------ SOURCE DATA

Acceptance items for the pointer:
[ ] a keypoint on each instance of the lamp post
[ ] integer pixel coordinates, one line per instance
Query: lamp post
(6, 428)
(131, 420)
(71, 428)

------------

### EXERCISE
Nothing but the lines from the one holding "[ ] integer" to the end of the entries should be output, each exactly as it appears.

### THE ANSWER
[ ] integer pixel coordinates, one line per instance
Query: lamp post
(6, 428)
(131, 420)
(71, 428)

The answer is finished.